(Beginning of PROVIDED RECORDS)
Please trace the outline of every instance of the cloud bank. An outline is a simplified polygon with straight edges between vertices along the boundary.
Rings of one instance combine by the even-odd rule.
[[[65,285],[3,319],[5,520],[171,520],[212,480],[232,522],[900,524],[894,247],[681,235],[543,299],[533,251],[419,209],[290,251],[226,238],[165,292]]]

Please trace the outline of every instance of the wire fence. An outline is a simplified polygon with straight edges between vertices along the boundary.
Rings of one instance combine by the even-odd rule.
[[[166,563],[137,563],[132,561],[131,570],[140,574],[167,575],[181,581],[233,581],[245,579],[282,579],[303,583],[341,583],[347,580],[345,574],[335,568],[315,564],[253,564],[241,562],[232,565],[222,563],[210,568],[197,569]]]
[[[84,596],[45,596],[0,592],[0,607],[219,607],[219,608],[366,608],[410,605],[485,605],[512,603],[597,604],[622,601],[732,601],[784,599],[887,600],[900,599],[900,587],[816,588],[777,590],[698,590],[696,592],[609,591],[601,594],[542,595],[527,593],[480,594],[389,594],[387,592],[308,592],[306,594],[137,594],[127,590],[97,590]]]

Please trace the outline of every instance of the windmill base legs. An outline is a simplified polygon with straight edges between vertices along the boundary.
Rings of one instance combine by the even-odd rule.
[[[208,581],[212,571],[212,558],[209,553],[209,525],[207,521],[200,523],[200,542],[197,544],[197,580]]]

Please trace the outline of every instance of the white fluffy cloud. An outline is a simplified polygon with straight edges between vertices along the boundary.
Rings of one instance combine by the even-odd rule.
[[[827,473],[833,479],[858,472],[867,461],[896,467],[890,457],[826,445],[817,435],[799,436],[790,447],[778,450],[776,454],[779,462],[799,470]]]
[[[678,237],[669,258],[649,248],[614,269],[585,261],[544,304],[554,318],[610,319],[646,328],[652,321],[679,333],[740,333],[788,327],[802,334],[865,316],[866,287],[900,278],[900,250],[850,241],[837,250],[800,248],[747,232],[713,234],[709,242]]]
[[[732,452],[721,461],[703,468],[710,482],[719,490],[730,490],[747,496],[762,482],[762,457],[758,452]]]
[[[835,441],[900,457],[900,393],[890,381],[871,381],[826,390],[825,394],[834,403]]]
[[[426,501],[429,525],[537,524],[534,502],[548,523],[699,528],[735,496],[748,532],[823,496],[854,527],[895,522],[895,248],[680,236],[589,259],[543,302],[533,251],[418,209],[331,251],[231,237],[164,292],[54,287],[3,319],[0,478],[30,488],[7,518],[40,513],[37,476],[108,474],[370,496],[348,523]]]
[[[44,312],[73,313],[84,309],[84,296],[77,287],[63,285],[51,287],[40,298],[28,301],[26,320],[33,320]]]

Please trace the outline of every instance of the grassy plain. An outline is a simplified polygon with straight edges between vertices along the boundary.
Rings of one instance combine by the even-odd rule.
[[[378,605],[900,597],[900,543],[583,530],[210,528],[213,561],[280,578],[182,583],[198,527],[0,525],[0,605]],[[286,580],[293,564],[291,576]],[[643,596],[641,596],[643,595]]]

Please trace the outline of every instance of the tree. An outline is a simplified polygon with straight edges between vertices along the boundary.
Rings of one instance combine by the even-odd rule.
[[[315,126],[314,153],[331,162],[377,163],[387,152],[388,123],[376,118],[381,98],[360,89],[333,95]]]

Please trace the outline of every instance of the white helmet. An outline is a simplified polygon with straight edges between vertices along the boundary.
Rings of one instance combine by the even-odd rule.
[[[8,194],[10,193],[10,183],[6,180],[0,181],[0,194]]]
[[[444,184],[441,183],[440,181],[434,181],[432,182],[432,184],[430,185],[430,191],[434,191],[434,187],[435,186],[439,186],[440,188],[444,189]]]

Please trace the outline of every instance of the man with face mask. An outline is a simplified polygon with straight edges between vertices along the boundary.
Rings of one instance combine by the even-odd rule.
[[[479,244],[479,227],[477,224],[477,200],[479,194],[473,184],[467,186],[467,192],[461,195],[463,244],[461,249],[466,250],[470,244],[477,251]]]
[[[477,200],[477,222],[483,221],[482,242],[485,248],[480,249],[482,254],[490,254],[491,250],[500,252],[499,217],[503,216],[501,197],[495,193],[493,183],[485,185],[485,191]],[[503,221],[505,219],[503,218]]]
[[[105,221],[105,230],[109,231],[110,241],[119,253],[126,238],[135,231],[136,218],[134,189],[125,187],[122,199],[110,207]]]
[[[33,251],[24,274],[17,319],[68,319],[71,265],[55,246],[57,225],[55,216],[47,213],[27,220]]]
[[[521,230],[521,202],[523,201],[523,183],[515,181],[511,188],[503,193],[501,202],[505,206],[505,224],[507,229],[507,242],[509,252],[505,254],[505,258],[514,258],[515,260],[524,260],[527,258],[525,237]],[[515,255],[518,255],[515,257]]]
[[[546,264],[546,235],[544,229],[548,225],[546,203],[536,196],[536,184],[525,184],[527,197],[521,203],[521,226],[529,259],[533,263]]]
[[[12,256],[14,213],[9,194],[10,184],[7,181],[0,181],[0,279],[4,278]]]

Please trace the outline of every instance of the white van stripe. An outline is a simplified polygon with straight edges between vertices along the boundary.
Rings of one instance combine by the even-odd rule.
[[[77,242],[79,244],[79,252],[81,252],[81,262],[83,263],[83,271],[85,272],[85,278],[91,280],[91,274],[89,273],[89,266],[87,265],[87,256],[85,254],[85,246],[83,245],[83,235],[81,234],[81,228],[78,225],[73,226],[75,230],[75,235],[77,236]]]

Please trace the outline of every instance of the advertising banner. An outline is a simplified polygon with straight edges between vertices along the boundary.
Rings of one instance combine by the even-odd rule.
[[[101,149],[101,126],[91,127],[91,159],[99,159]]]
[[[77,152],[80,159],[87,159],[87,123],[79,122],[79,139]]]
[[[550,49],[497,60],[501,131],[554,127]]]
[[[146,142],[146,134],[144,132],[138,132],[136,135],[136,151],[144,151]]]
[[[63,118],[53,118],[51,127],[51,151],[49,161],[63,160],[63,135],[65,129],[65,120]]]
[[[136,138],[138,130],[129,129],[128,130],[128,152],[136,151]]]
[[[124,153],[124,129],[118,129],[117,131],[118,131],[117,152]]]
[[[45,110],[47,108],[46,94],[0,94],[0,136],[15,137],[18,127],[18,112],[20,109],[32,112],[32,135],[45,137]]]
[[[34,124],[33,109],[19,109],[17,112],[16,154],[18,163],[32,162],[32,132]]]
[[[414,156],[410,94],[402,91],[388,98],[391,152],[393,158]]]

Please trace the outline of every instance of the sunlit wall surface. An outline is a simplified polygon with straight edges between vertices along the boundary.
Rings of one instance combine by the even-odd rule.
(End of PROVIDED RECORDS)
_PROBLEM STATEMENT:_
Read the data above and count the lines that include "vertices". Answer only with the count.

_THE ANSWER:_
11